━━━ Extract to read

Question

Give a brief summary of the article below. The Federal Reserve, along with Congress, failed to...

Give a brief summary of the article below.

The Federal Reserve, along with Congress, failed to take sufficient steps to revive the economy after the 2008 financial crisis. One simple measure of the inadequacy of the government’s response is that inflation has remained persistently below the 2 percent annual rate the Fed regards as optimal, a sign of an underachieving economy.

Some liberals have complained for years about the Fed’s lack of urgency as millions of Americans struggled to find jobs, or lived without significant wage increases. Since President Trump’s election in 2016, a growing number of Republicans have decided they, too, favor stronger economic growth. Mr. Trump himself has been particularly outspoken, loudly and repeatedly pressing the Fed to reduce borrowing costs.

Lately Mr. Trump has gone even further, declaring he plans to nominate two of his political supporters, Stephen Mooreand Herman Cain, to the Fed’s board of governors.

Mr. Moore and Mr. Cain are exceptionally unqualified to serve on the Fed’s board. Both men argued for the Fed to reduce its economic stimulus campaign while Barack Obama was president and then began to insist the Fed should do more following Mr. Trump’s election. Since the need for economic stimulus was greater during the Obama years, the positions taken by Mr. Moore and Mr. Cain demonstrate either a profound lack of understanding of monetary policy — or a view that the Fed should serve the political needs of the Republican Party. Or perhaps both. It’s little consolation that they seem unlikely to influence the 17 current members of the Fed’s monetary policymaking committee. If they are confirmed, it would upend a longstanding bipartisan commitment to filling the Fed’s board with highly qualified technocrats who seek to serve the nation’s long-term economic interest.

━━━━━━
━━━ Data supplied

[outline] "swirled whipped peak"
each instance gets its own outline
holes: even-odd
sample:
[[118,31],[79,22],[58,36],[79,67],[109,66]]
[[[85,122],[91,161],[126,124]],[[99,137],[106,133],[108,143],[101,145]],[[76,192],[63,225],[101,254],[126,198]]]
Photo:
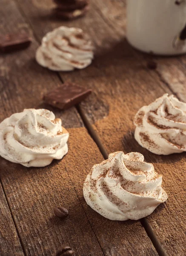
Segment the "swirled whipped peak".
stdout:
[[80,29],[62,26],[43,38],[36,55],[41,66],[55,71],[71,71],[89,66],[93,58],[93,47]]
[[24,109],[0,124],[0,155],[29,167],[47,166],[68,152],[69,133],[46,109]]
[[186,103],[164,94],[136,114],[135,138],[155,154],[186,151]]
[[116,152],[93,166],[85,181],[87,204],[114,221],[138,220],[152,212],[167,195],[161,186],[162,177],[139,153]]

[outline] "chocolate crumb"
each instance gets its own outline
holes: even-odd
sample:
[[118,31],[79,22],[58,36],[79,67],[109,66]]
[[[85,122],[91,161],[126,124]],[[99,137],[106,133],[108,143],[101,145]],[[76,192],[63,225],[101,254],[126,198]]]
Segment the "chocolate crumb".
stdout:
[[73,256],[74,252],[69,246],[64,246],[59,250],[56,253],[56,256]]
[[157,68],[157,63],[153,61],[150,61],[147,62],[147,67],[149,69],[154,70]]
[[57,207],[54,208],[54,213],[57,217],[62,219],[64,219],[69,215],[69,211],[63,207]]

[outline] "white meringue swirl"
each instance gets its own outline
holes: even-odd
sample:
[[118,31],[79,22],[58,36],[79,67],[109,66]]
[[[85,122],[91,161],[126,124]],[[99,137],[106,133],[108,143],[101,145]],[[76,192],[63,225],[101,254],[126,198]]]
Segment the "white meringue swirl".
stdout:
[[0,155],[26,167],[43,167],[68,152],[69,133],[46,109],[24,109],[0,124]]
[[112,220],[138,220],[167,199],[162,177],[137,152],[116,152],[93,167],[83,186],[87,204]]
[[40,65],[50,70],[71,71],[90,65],[93,49],[89,36],[82,29],[62,26],[43,38],[36,58]]
[[186,151],[186,104],[164,94],[144,106],[134,119],[140,145],[157,154]]

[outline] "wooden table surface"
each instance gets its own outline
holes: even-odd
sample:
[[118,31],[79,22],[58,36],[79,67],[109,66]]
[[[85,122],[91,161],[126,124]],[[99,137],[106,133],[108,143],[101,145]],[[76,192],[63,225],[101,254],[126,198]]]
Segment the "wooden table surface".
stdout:
[[[126,3],[92,0],[86,16],[64,22],[54,17],[52,0],[1,0],[0,33],[28,32],[28,49],[0,55],[0,121],[24,108],[47,108],[70,133],[69,151],[61,161],[27,168],[0,158],[0,255],[55,256],[69,246],[75,255],[186,255],[186,154],[159,156],[134,138],[133,120],[142,106],[164,93],[186,102],[186,57],[152,57],[133,49],[125,38]],[[56,73],[34,60],[47,32],[61,25],[82,28],[95,47],[92,65]],[[89,98],[60,111],[45,105],[44,93],[71,81],[92,88]],[[95,163],[108,154],[137,151],[163,175],[167,201],[138,221],[109,221],[86,203],[83,184]],[[17,167],[19,166],[19,168]],[[61,221],[53,208],[67,208]]]

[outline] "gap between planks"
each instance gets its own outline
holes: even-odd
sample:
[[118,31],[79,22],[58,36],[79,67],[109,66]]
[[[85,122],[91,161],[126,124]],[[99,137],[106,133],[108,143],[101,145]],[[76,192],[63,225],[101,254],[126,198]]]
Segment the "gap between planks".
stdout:
[[[29,24],[29,26],[32,31],[33,37],[34,37],[35,40],[39,44],[40,44],[40,40],[39,39],[39,38],[37,37],[36,34],[35,33],[34,28],[33,27],[31,23],[29,22],[29,21],[27,20],[26,15],[25,15],[25,14],[24,12],[23,11],[22,9],[20,6],[19,4],[19,3],[15,0],[14,0],[14,1],[15,2],[15,4],[16,5],[17,8],[18,8],[20,13],[22,15],[24,19],[25,19],[25,20],[26,20],[27,23],[28,23]],[[101,15],[101,17],[103,19],[103,18],[102,15]],[[104,20],[104,19],[103,19]],[[156,73],[158,73],[158,72],[156,72]],[[56,72],[56,73],[57,75],[57,76],[58,76],[58,77],[59,78],[61,82],[62,83],[63,83],[64,81],[63,80],[62,78],[61,78],[60,73],[59,72]],[[159,74],[159,73],[158,73],[158,74],[159,76],[160,76],[160,74]],[[168,85],[167,84],[167,83],[166,82],[165,82],[165,81],[163,81],[164,84],[165,84],[166,85],[167,87],[169,88],[169,86],[168,86]],[[172,91],[172,90],[171,90]],[[85,113],[84,113],[83,111],[82,110],[82,109],[80,105],[77,105],[76,106],[76,108],[79,114],[80,114],[82,120],[83,120],[83,123],[85,125],[85,128],[87,129],[87,130],[88,131],[91,137],[92,138],[93,140],[96,143],[96,145],[97,145],[98,148],[99,148],[101,153],[103,155],[104,159],[107,159],[108,158],[109,154],[107,153],[104,146],[103,145],[103,144],[102,143],[99,136],[98,135],[97,133],[96,132],[96,131],[94,130],[91,122],[89,122],[89,120],[88,118],[86,117]],[[0,181],[2,184],[2,182],[1,182],[1,181],[0,180]],[[5,192],[3,189],[3,187],[2,184],[2,185],[3,189],[3,192],[4,192],[6,201],[7,201],[7,204],[8,204],[10,212],[11,213],[11,216],[12,217],[13,220],[14,221],[14,224],[16,228],[16,230],[17,231],[17,235],[18,235],[19,239],[20,240],[20,241],[21,244],[21,246],[23,248],[23,252],[24,252],[25,255],[26,256],[27,254],[26,254],[26,250],[25,250],[25,249],[24,248],[24,244],[22,241],[21,237],[20,237],[18,230],[17,228],[17,225],[16,224],[16,222],[15,221],[13,213],[12,213],[11,209],[10,208],[10,205],[9,205],[9,202],[8,201],[8,199],[7,198],[6,195],[6,193],[5,193]],[[140,220],[140,221],[141,223],[141,224],[142,224],[143,227],[144,227],[148,236],[149,236],[149,238],[151,241],[152,242],[155,248],[155,249],[156,249],[157,253],[158,253],[159,255],[160,256],[167,256],[167,255],[164,249],[163,248],[163,247],[162,245],[161,245],[160,242],[158,239],[157,239],[156,235],[154,233],[152,229],[152,228],[148,222],[148,221],[147,221],[146,219],[146,218],[143,218],[143,219],[141,219],[141,220]],[[96,237],[97,238],[96,236]]]
[[[86,116],[84,112],[82,110],[80,105],[76,106],[76,108],[81,119],[83,122],[85,127],[87,129],[90,135],[96,143],[97,147],[105,159],[107,159],[109,154],[107,153],[103,144],[102,143],[99,136],[94,130],[91,123]],[[160,256],[167,256],[164,248],[157,239],[153,229],[149,224],[146,218],[144,218],[139,220],[141,224],[145,229],[145,230],[151,240],[155,249]]]
[[18,237],[20,241],[20,244],[21,244],[21,247],[22,247],[22,250],[23,250],[23,252],[24,255],[25,255],[25,256],[27,256],[28,255],[27,255],[27,254],[26,253],[26,249],[25,249],[25,246],[24,245],[24,243],[23,243],[23,241],[22,239],[21,238],[21,236],[20,235],[20,232],[19,231],[19,229],[18,228],[18,227],[17,227],[17,224],[16,221],[15,220],[15,218],[14,218],[14,214],[13,214],[13,213],[12,212],[12,211],[11,210],[11,207],[10,207],[10,204],[9,204],[9,199],[8,199],[8,197],[7,196],[6,192],[5,192],[5,189],[4,189],[3,183],[3,182],[2,182],[2,180],[1,180],[1,178],[0,177],[0,183],[1,184],[1,186],[2,187],[3,191],[3,192],[4,195],[5,195],[5,198],[6,199],[6,202],[7,203],[8,206],[9,207],[9,210],[10,211],[10,213],[11,214],[11,218],[12,218],[12,220],[13,220],[13,221],[14,222],[14,225],[15,226],[15,229],[16,229],[16,230],[17,233],[17,234]]

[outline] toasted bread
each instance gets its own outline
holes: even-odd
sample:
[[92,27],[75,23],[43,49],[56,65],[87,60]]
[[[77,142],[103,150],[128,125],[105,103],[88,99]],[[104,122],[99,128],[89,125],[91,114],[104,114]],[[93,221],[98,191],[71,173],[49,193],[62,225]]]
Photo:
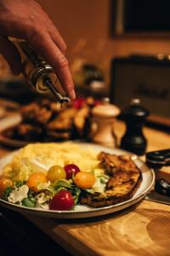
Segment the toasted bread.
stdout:
[[102,207],[122,202],[133,197],[142,181],[140,170],[129,155],[116,155],[101,152],[99,160],[110,175],[104,193],[87,193],[82,204]]

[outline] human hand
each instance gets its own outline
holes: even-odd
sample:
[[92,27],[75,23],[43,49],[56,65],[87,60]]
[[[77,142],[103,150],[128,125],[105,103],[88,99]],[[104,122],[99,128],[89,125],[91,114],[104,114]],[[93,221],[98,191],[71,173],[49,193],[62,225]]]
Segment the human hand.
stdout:
[[75,98],[74,84],[68,61],[66,45],[47,14],[34,0],[0,0],[0,52],[13,73],[21,72],[20,55],[7,37],[27,40],[50,64],[62,87],[71,99]]

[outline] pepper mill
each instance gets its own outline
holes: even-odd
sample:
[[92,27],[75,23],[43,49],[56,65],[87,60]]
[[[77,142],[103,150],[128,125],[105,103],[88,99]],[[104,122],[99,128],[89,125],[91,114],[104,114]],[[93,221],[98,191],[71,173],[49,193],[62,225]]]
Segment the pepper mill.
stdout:
[[91,137],[93,142],[116,148],[116,137],[113,131],[113,122],[119,113],[119,108],[109,103],[97,105],[93,108],[93,127],[95,130]]
[[121,148],[142,155],[145,153],[147,141],[143,134],[149,111],[140,105],[139,99],[133,99],[129,107],[125,108],[121,118],[126,123],[126,131],[121,140]]

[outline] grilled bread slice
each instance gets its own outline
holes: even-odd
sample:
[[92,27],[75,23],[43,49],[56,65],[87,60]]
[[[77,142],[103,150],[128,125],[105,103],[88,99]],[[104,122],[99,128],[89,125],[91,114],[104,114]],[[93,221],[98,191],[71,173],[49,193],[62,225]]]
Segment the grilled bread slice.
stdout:
[[101,152],[98,158],[110,178],[104,193],[86,194],[81,203],[92,207],[103,207],[132,198],[139,187],[142,174],[131,157]]

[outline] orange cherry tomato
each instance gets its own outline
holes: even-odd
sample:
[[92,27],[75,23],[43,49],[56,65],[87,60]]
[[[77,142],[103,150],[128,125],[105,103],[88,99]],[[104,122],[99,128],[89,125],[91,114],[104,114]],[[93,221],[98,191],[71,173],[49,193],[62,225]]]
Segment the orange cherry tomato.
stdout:
[[63,167],[60,166],[54,166],[48,171],[47,177],[48,181],[54,183],[60,179],[65,179],[66,172]]
[[74,182],[79,188],[90,189],[95,183],[95,177],[89,172],[79,172],[75,176]]
[[28,180],[27,180],[27,186],[31,189],[33,191],[37,191],[37,186],[40,183],[47,183],[47,177],[46,174],[42,172],[37,172],[32,173]]
[[1,177],[0,178],[0,197],[3,196],[3,192],[8,187],[13,187],[12,180],[8,177]]

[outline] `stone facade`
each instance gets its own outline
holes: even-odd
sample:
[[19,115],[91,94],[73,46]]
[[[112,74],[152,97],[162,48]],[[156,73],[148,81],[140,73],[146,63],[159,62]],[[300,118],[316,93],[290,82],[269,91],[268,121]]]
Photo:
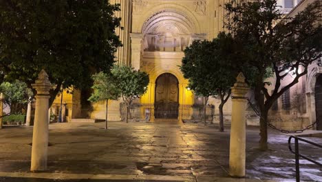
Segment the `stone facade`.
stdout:
[[[313,1],[278,0],[277,5],[287,14],[286,16],[294,16]],[[184,78],[180,70],[179,65],[184,56],[183,50],[194,40],[212,39],[223,30],[225,13],[224,5],[226,1],[110,1],[112,3],[120,3],[121,8],[120,12],[116,12],[117,17],[122,18],[121,26],[123,27],[123,29],[116,30],[123,43],[123,46],[119,48],[116,52],[117,63],[131,65],[136,70],[145,71],[149,74],[150,83],[147,92],[137,103],[149,105],[149,108],[152,110],[151,120],[153,121],[156,94],[162,92],[161,91],[164,89],[163,86],[162,88],[160,86],[158,88],[158,79],[166,73],[171,74],[177,79],[178,83],[177,88],[174,90],[169,85],[169,90],[175,90],[178,92],[178,99],[175,100],[178,101],[178,119],[180,119],[182,107],[202,103],[202,98],[195,97],[187,88],[188,80]],[[312,64],[308,75],[301,78],[299,83],[279,98],[272,107],[270,120],[277,128],[284,130],[301,129],[316,120],[316,94],[314,91],[318,84],[316,83],[316,79],[322,72],[322,67],[319,65],[318,63]],[[286,84],[288,80],[290,79],[291,75],[283,81],[283,84]],[[274,83],[274,78],[270,80]],[[248,95],[250,98],[253,97],[251,92]],[[73,97],[64,92],[63,97],[64,101],[67,102],[68,121],[72,118],[84,116],[83,113],[80,114],[79,92],[74,92]],[[209,103],[214,105],[215,108],[215,123],[218,122],[217,106],[219,103],[218,99],[209,99]],[[109,119],[121,119],[120,103],[118,101],[109,102]],[[60,98],[58,97],[54,104],[56,109],[52,110],[57,112],[59,105]],[[105,119],[105,105],[103,101],[92,103],[92,110],[87,115],[92,119]],[[230,120],[231,107],[230,99],[224,108],[226,121]],[[259,117],[252,112],[249,105],[247,110],[248,125],[259,125]]]

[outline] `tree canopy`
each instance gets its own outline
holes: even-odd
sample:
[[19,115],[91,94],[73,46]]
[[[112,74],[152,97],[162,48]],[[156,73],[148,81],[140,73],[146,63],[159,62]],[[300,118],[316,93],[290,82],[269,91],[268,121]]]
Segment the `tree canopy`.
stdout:
[[127,65],[114,65],[111,70],[122,101],[127,105],[126,121],[128,122],[129,106],[145,93],[149,84],[149,75]]
[[119,6],[109,1],[1,1],[0,71],[28,86],[44,69],[56,85],[91,85],[92,74],[108,72],[121,46],[115,29]]
[[[5,103],[9,106],[10,113],[19,113],[29,101],[32,96],[31,89],[27,84],[16,80],[14,83],[3,82],[0,85],[0,92],[3,94]],[[9,113],[7,113],[9,114]]]
[[94,85],[92,88],[94,92],[88,99],[92,102],[106,100],[117,100],[120,97],[120,89],[111,74],[100,72],[93,75]]
[[[184,50],[181,70],[197,95],[218,97],[221,100],[220,130],[224,131],[223,106],[236,81],[236,45],[230,34],[221,32],[213,41],[194,41]],[[205,110],[204,110],[205,111]]]
[[[226,3],[226,27],[239,45],[238,59],[257,74],[245,76],[253,83],[261,111],[261,149],[267,149],[268,112],[273,103],[306,74],[308,65],[321,57],[322,3],[309,4],[294,17],[285,16],[276,0],[248,2],[232,0]],[[272,70],[275,85],[267,89],[266,76]],[[294,79],[281,87],[292,70]]]

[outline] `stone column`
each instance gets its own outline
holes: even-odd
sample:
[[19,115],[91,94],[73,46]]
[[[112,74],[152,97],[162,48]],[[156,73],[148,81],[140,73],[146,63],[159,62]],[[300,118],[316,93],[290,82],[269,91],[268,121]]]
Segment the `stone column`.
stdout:
[[142,34],[139,34],[139,33],[131,34],[131,65],[136,70],[139,70],[140,67],[142,39],[143,39]]
[[0,129],[2,129],[2,117],[3,116],[3,101],[4,96],[3,93],[0,94]]
[[32,135],[32,148],[31,171],[44,171],[47,170],[47,153],[48,149],[48,108],[49,90],[52,84],[48,75],[42,70],[38,75],[36,83],[32,84],[36,89],[36,110],[34,113],[34,132]]
[[66,105],[67,105],[66,102],[64,102],[63,103],[63,108],[61,110],[61,122],[62,123],[66,122]]
[[29,97],[28,105],[27,107],[27,116],[25,117],[25,125],[30,125],[31,121],[31,110],[32,110],[32,97]]
[[[248,90],[245,77],[240,72],[236,83],[231,88],[231,94],[235,97],[244,97]],[[244,99],[232,99],[229,173],[236,177],[245,176],[246,104],[247,100]]]

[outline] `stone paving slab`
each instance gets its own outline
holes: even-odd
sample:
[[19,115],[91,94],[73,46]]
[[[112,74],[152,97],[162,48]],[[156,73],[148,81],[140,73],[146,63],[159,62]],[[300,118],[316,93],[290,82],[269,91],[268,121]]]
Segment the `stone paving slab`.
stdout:
[[[101,129],[103,123],[50,124],[52,145],[47,173],[90,174],[107,179],[108,175],[175,176],[186,179],[183,181],[294,181],[295,178],[288,136],[275,131],[269,131],[270,150],[263,152],[257,149],[258,128],[247,130],[246,179],[236,179],[229,178],[228,172],[228,128],[222,133],[216,125],[109,124],[107,130]],[[0,172],[30,175],[32,136],[32,127],[0,130]],[[322,143],[321,138],[307,139]],[[317,148],[303,144],[300,150],[322,162]],[[300,163],[303,181],[322,181],[322,169],[305,160]]]

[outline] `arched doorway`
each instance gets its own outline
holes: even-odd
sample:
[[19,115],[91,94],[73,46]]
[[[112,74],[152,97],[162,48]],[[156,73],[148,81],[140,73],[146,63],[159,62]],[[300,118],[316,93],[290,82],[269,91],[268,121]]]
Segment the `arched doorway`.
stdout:
[[316,78],[314,93],[316,130],[322,130],[322,74]]
[[178,119],[178,79],[170,73],[164,73],[156,79],[154,105],[155,119]]

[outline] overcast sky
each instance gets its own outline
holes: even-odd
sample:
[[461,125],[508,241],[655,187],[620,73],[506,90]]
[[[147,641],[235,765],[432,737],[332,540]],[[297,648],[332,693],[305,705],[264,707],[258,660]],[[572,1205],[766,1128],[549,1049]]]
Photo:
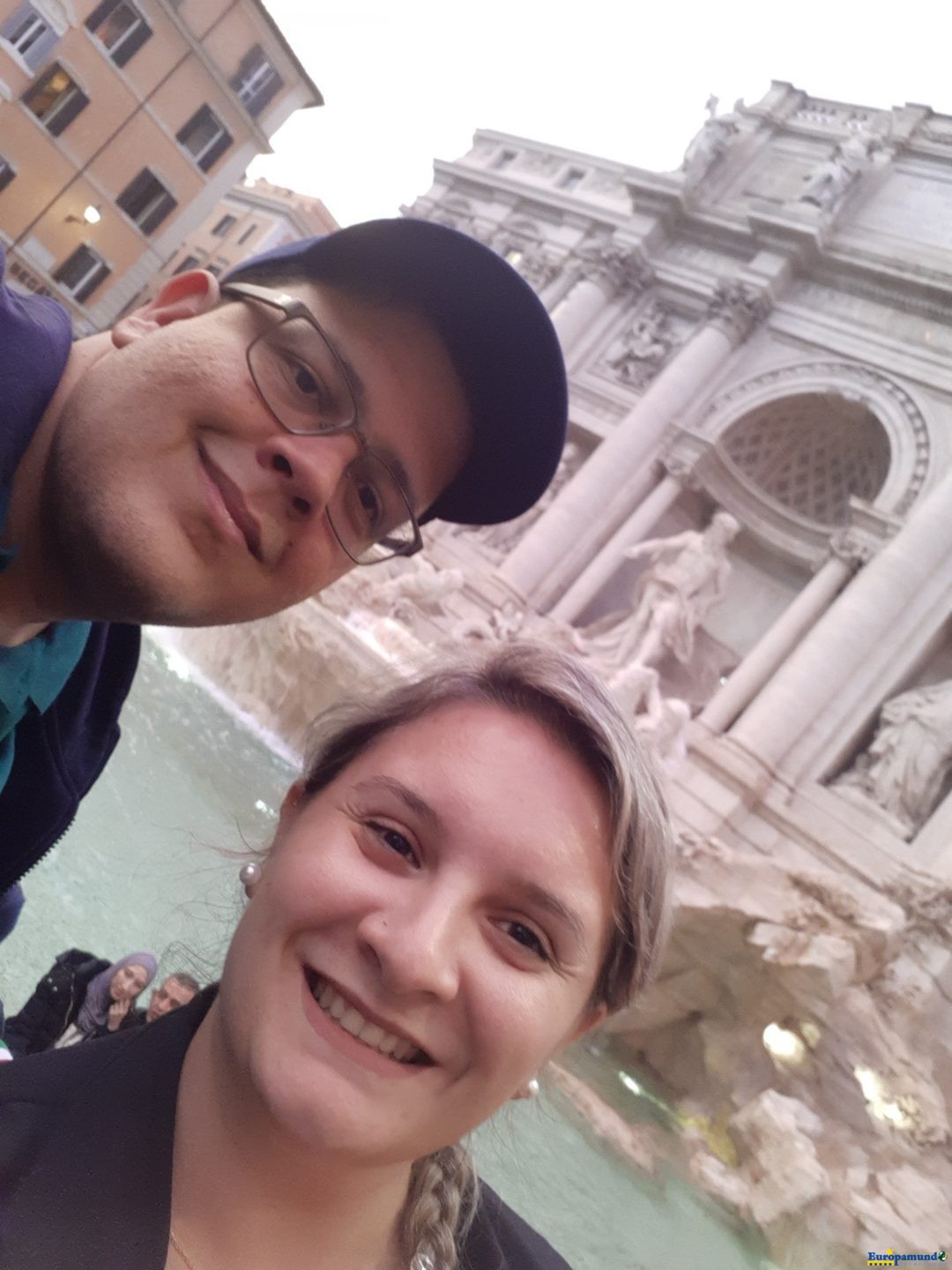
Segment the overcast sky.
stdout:
[[396,215],[476,128],[666,170],[772,79],[863,105],[952,113],[949,0],[267,0],[326,104],[251,177],[317,194],[341,225]]

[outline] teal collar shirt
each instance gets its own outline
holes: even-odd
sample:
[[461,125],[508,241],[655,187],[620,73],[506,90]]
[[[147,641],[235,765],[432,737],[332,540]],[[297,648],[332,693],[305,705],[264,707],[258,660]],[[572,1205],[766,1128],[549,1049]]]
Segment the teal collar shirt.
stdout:
[[[0,490],[0,530],[10,490]],[[0,547],[0,573],[17,547]],[[0,790],[13,767],[17,724],[28,710],[43,714],[62,692],[89,639],[89,622],[55,622],[17,648],[0,646]]]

━━━━━━

Task instructions:
1. Answer these questions using the article on the Federal Reserve:
(a) What annual inflation rate does the Fed regard as optimal?
(b) Since what event has a growing number of Republicans decided that they favor stronger economic growth?
(c) How many current members does the Fed's monetary policymaking committee have?
2. Rewrite the records from their first line through the line containing "[[186,103],[164,94],[136,114],[135,138],[155,154],[186,151]]", replacing "swirled whipped peak" with "whipped cream peak" and keeping everything else the same. Do not include the pictures.
The text and the records have no connection to each other.

Results of the exercise:
1.
(a) 2 percent
(b) President Trump's election in 2016
(c) 17

2.
[outline] "whipped cream peak"
each instance gets its own outline
holes: even-odd
sample:
[[118,31],[79,22],[58,36],[79,67],[109,66]]
[[[85,122],[91,161],[126,124]],[[99,137],[106,133],[108,143],[101,145]],[[76,192],[63,225],[101,254],[126,198]]]
Photo:
Segment the "whipped cream peak".
stdout:
[[80,29],[62,26],[43,38],[36,55],[41,66],[55,71],[71,71],[89,66],[93,58],[93,47]]
[[24,109],[0,124],[0,155],[29,167],[47,166],[68,152],[69,133],[46,109]]
[[186,103],[164,94],[136,114],[135,138],[155,154],[186,151]]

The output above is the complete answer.